▸ **Exercise tasks**
1. Translate this sentence from the passage on health care costs into Spanish: "Americans are spending $4 trillion per year—about $12,000 per American—on health care."
2. Answer these questions from the passage on health care costs:
(a) How much per year does a family of four with a $50,000 income and employer coverage spend on health?
(b) What share of their income does a family of four with a $100,000 income and individual market/exchange coverage spend on health?
(c) Whose analysis holds that keeping down health care cost inflation is essential to increasing wages sustainably?
3. Copy the passage on health care costs from "According to Kaiser" up to and including "health—15% of their income.".
--- Quoted passage ---
Americans are spending $4 trillion per year—about $12,000 per American—on health care. This is more than twice per capita what most other developed countries spend.

According to Kaiser Family Foundation, a family of four with a $50,000 income and employer coverage spends $7,450 per year on health—15% of their income.

A family of four with a $100,000 income and individual market/exchange coverage spends $24,300 per year on health—24% of their income.

Spending graph

In fact, according to an analysis by the White House Council of Economic Advisers, if we really want to increase wages sustainably, it’s essential to keep down health care cost inflation. Health care costs are simply too big a part of human resources costs to absorb in employer profits.  So they will continue to be passed on to employees to a large extent—often totally undermining salary increases.

Projected annual compensation graph

Analyzed from any of these perspectives:
Middle-income families are paying 10-20% or more of their income for their (AND others’) health costs, when taxes are taken into account.

Do the math: For average families, tax cuts can literally no longer even come close to keeping up with health cost increases.
--- Source data ---
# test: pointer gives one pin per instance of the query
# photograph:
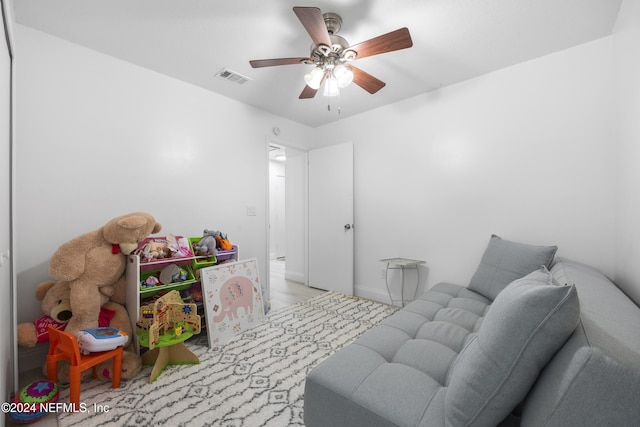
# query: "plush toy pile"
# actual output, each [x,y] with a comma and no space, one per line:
[89,290]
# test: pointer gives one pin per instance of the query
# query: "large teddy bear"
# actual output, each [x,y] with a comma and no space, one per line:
[93,265]
[56,306]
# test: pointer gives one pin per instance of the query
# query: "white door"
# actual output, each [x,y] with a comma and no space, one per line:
[331,218]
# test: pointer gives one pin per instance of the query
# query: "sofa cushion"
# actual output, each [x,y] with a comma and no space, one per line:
[504,261]
[524,327]
[395,373]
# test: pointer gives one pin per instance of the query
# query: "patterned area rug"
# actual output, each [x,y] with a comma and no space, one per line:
[257,379]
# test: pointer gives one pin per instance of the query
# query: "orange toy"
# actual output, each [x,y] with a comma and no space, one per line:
[63,346]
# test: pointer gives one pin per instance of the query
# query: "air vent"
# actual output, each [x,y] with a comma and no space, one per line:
[232,76]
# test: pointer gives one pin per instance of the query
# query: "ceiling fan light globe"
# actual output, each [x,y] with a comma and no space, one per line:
[313,78]
[331,87]
[343,75]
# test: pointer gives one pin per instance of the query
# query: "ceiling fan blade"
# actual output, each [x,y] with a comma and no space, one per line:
[366,81]
[313,22]
[259,63]
[395,40]
[308,93]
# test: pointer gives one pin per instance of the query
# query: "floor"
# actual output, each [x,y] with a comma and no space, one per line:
[283,293]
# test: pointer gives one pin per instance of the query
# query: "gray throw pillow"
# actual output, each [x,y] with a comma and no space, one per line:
[504,261]
[525,326]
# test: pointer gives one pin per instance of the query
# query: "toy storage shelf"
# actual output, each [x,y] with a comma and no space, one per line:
[136,270]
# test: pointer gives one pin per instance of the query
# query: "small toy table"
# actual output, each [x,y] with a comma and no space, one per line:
[169,351]
[402,264]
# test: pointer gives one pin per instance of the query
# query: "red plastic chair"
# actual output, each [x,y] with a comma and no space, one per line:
[63,346]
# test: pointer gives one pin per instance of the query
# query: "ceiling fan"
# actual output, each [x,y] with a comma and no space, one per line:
[332,55]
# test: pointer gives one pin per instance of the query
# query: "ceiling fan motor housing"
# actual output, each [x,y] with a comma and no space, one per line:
[333,21]
[338,51]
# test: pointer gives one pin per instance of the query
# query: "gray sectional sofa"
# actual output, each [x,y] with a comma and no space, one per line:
[531,341]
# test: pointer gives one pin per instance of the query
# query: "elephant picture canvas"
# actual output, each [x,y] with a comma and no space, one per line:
[232,299]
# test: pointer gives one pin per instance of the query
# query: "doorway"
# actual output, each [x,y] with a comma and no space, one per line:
[288,182]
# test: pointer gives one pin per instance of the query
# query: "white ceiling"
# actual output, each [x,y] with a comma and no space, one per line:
[191,40]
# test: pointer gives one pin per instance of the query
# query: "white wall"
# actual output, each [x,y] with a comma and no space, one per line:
[7,285]
[99,137]
[525,153]
[627,64]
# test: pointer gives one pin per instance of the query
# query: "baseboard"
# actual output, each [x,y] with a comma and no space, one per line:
[294,276]
[372,294]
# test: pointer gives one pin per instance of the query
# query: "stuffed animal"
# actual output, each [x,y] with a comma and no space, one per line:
[222,242]
[56,307]
[207,245]
[96,260]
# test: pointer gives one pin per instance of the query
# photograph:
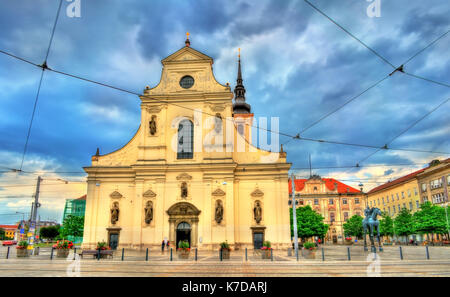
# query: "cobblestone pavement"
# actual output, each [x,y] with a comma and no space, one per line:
[336,262]
[33,267]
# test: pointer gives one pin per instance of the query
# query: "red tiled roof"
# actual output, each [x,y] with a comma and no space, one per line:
[329,183]
[397,181]
[9,227]
[82,198]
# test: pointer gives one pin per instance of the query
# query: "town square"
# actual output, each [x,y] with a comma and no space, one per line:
[204,139]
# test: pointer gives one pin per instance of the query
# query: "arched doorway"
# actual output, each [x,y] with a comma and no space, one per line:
[184,215]
[183,233]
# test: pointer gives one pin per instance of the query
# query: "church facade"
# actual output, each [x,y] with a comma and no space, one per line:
[190,173]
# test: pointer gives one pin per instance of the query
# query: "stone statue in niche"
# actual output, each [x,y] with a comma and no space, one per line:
[148,212]
[183,190]
[152,125]
[219,212]
[257,212]
[115,213]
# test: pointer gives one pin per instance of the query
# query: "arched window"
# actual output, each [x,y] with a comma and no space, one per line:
[185,149]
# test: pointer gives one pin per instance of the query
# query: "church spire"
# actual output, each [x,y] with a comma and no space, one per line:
[239,105]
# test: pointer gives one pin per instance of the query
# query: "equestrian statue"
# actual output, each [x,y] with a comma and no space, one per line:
[370,221]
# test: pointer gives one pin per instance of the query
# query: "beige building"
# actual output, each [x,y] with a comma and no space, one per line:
[400,193]
[434,182]
[410,191]
[187,174]
[334,200]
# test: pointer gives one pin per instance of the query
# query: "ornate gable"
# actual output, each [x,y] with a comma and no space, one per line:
[186,54]
[115,195]
[257,193]
[218,192]
[149,194]
[184,176]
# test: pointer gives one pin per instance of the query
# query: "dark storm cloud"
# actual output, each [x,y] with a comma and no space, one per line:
[300,68]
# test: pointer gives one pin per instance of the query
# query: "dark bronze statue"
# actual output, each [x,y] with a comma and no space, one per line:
[149,212]
[257,212]
[115,213]
[152,125]
[219,212]
[370,221]
[183,190]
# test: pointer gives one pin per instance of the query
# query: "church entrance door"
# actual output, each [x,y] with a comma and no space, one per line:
[183,233]
[183,224]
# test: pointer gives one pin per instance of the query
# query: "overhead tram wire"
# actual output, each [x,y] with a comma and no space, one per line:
[206,113]
[407,129]
[400,68]
[43,66]
[350,34]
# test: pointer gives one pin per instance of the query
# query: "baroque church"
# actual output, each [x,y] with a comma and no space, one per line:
[190,172]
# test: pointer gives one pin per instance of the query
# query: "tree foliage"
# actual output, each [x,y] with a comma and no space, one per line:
[73,226]
[353,226]
[309,223]
[404,223]
[430,219]
[50,232]
[386,225]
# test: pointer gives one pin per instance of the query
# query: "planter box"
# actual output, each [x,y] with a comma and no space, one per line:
[225,254]
[309,254]
[22,253]
[62,253]
[183,254]
[265,254]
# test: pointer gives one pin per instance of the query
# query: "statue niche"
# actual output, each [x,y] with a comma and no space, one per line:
[152,125]
[148,212]
[115,213]
[257,212]
[184,192]
[219,212]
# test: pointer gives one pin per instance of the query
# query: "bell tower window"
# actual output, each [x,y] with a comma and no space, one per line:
[185,147]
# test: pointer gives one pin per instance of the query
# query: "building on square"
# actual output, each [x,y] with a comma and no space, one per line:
[10,231]
[182,177]
[74,207]
[434,182]
[431,183]
[334,200]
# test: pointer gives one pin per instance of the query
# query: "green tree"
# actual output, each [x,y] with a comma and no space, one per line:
[404,223]
[309,223]
[353,226]
[430,219]
[73,226]
[386,225]
[50,232]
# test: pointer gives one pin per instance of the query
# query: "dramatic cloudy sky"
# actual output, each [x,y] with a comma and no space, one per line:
[297,66]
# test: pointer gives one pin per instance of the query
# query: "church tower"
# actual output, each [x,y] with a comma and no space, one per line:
[241,109]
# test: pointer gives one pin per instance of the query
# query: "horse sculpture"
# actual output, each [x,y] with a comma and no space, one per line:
[370,221]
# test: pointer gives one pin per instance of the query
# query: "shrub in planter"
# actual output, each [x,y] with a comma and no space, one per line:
[266,250]
[225,248]
[63,248]
[22,249]
[309,250]
[348,241]
[183,250]
[102,246]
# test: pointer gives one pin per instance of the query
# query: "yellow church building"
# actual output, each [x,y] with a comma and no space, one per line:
[190,172]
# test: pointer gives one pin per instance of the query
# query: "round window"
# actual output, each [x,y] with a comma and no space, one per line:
[186,82]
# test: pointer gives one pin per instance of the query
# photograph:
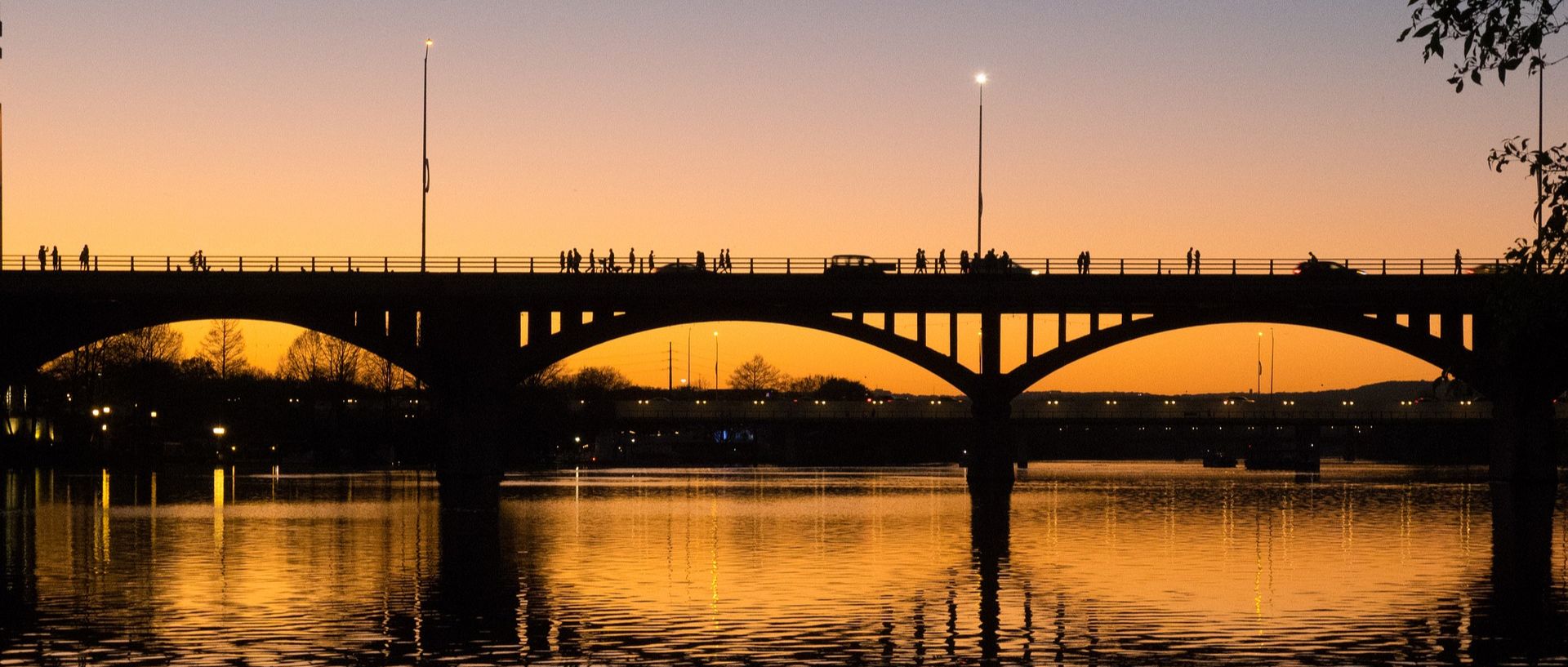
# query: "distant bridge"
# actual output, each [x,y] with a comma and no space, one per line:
[474,327]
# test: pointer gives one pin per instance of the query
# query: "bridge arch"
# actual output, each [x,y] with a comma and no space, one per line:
[1421,345]
[568,342]
[60,337]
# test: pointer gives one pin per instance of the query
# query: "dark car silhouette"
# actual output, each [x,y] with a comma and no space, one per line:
[1319,268]
[857,265]
[679,268]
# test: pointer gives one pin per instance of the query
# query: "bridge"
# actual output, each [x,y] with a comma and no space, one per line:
[472,327]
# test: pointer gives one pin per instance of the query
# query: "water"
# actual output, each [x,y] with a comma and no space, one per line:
[1106,564]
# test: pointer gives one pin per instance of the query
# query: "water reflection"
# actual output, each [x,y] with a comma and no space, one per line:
[1099,564]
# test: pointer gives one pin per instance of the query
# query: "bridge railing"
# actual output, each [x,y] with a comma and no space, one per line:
[737,265]
[808,409]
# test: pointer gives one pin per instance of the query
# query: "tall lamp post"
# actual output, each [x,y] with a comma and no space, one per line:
[1259,362]
[980,80]
[424,153]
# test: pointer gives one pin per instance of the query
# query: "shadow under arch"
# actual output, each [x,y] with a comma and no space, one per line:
[540,354]
[1443,354]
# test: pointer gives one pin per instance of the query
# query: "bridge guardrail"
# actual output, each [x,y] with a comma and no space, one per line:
[960,411]
[739,265]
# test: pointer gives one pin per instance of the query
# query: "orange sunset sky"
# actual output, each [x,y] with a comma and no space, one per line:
[1129,129]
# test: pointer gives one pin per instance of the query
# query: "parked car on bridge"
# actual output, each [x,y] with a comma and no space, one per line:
[1321,268]
[679,268]
[995,266]
[1489,269]
[857,265]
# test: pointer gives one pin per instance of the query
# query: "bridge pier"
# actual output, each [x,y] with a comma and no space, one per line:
[1523,440]
[468,362]
[990,475]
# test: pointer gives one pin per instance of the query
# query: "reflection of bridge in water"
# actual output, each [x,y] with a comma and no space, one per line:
[482,324]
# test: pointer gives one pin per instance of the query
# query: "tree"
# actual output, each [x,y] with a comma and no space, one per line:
[223,346]
[1499,37]
[318,358]
[1493,35]
[599,380]
[756,375]
[828,387]
[143,346]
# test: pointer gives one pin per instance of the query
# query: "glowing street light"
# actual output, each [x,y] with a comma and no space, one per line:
[980,82]
[424,153]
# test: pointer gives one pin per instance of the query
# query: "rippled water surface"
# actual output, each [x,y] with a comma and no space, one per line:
[1104,564]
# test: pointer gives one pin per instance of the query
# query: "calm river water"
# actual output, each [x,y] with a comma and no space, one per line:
[1106,564]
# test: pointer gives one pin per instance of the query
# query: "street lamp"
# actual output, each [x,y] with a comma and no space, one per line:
[424,153]
[1259,362]
[980,80]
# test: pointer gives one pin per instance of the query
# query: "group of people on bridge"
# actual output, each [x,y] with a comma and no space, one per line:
[49,259]
[571,262]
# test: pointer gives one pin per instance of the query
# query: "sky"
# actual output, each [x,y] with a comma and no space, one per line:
[1129,129]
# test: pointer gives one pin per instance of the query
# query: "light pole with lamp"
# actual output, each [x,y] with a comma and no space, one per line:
[980,80]
[424,153]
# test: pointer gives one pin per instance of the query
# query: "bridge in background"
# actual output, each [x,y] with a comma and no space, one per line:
[474,327]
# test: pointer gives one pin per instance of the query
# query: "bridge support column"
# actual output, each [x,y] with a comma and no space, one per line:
[470,354]
[1523,440]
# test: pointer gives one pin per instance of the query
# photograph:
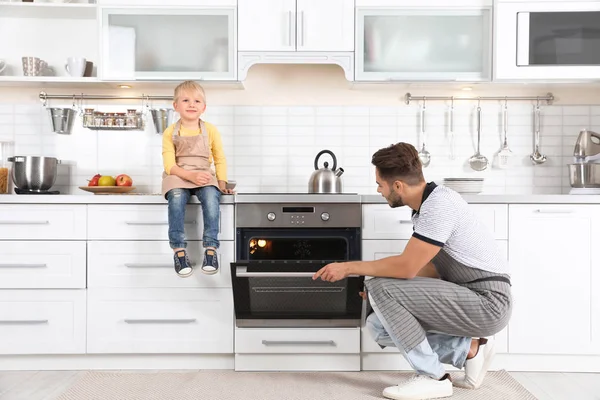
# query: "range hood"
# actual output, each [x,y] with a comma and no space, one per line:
[247,59]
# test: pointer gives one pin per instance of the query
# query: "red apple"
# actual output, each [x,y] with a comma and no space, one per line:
[124,180]
[94,180]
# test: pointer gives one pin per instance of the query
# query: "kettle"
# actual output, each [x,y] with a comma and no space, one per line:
[587,147]
[325,180]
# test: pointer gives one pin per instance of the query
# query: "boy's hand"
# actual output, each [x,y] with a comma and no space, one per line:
[200,178]
[223,187]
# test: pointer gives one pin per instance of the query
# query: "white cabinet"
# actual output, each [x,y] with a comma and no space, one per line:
[553,261]
[296,25]
[42,222]
[42,321]
[42,265]
[152,43]
[430,41]
[149,264]
[541,40]
[160,321]
[150,222]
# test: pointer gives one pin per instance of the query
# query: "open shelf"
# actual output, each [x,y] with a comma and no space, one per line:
[94,82]
[47,10]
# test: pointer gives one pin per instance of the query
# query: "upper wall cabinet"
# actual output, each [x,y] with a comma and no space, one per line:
[296,25]
[159,43]
[547,40]
[423,40]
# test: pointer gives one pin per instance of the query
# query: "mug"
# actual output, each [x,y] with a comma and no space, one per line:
[75,66]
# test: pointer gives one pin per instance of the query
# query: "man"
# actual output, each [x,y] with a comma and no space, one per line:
[433,321]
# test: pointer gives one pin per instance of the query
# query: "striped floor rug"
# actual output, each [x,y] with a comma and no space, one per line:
[231,385]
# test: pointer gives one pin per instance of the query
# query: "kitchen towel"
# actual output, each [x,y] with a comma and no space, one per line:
[231,385]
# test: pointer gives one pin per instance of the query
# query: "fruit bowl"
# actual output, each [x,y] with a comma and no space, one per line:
[107,189]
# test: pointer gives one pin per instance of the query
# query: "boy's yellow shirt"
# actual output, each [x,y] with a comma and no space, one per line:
[214,142]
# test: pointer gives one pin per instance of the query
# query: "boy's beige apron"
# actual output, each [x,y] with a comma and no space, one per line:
[192,154]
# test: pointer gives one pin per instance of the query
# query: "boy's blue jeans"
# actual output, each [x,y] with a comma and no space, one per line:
[209,197]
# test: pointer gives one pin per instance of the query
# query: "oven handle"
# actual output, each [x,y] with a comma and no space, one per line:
[242,272]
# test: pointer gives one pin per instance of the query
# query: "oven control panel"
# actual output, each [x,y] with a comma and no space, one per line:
[298,216]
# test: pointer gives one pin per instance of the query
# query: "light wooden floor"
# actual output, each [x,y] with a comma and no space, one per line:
[47,385]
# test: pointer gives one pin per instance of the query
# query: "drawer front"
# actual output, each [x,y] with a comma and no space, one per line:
[150,264]
[31,265]
[345,340]
[160,321]
[382,222]
[495,217]
[150,222]
[42,321]
[43,222]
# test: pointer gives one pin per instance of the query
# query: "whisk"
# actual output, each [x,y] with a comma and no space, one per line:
[504,153]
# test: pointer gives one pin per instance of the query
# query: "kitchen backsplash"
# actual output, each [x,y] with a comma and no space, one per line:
[272,149]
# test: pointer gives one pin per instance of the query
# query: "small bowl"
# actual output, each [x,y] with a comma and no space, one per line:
[231,185]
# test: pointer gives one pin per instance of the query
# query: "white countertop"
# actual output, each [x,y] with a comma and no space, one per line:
[245,198]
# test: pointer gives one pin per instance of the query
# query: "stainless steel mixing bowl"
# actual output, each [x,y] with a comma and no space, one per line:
[34,173]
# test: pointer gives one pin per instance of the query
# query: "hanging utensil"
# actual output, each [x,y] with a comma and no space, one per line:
[478,162]
[424,155]
[504,153]
[452,148]
[537,157]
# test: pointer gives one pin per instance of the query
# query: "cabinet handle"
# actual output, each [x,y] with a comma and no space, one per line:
[139,223]
[302,27]
[24,222]
[23,265]
[290,33]
[24,322]
[242,272]
[540,211]
[298,342]
[148,266]
[160,321]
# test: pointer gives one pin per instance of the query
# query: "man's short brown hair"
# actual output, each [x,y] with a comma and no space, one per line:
[399,161]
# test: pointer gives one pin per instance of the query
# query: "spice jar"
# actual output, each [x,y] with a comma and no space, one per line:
[6,150]
[131,118]
[88,117]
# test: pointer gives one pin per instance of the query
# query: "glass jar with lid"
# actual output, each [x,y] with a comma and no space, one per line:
[6,151]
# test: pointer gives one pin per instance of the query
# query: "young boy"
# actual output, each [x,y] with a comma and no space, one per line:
[189,148]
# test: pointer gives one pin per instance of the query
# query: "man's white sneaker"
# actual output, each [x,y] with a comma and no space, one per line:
[420,387]
[476,367]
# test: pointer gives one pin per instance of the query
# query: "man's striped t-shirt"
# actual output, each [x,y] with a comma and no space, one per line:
[446,220]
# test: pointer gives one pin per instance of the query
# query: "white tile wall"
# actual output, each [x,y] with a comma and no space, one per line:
[272,149]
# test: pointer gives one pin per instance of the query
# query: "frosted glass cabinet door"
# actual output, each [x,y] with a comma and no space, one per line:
[414,44]
[155,44]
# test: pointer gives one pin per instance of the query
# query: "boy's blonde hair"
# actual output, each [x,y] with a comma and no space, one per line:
[189,86]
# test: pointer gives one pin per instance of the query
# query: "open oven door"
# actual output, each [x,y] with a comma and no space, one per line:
[282,293]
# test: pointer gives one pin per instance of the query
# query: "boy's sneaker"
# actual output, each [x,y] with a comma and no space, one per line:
[476,367]
[183,266]
[420,387]
[210,265]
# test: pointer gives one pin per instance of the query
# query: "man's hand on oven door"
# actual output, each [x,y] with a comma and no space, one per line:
[332,272]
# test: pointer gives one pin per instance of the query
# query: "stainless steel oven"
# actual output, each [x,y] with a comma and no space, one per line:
[279,246]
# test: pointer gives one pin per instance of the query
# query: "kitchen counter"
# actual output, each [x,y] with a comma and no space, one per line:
[94,199]
[290,198]
[509,199]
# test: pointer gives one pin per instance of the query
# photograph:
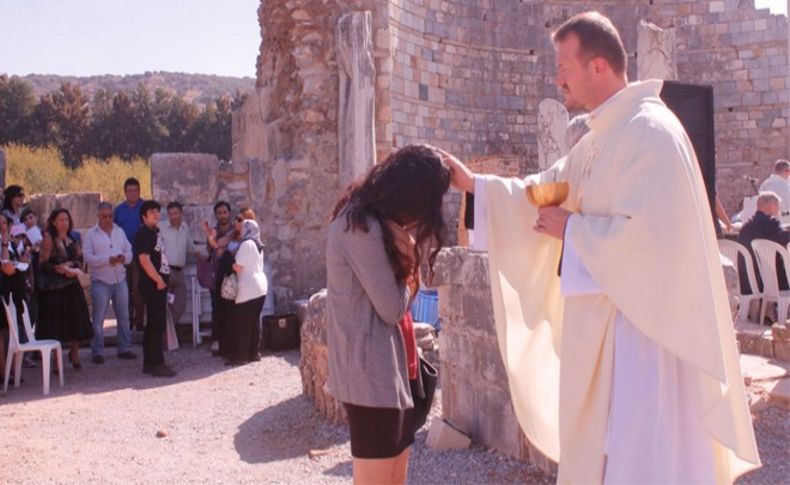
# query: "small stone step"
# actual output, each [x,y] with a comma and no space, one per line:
[768,381]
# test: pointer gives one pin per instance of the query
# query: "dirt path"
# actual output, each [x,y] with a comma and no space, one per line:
[249,424]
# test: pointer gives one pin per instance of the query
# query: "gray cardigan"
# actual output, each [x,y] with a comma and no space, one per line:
[367,353]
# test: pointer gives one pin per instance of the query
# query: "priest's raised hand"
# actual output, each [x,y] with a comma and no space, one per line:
[551,221]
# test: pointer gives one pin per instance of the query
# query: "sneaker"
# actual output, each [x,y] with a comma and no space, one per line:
---
▸ **Answer section**
1. Los estadounidenses gastan 4 billones de dólares al año (unos 12.000 dólares por estadounidense) en atención médica.

2.
(a) $7,450
(b) 24%
(c) The White House Council of Economic Advisers

3.
According to Kaiser Family Foundation, a family of four with a $50,000 income and employer coverage spends $7,450 per year on health—15% of their income.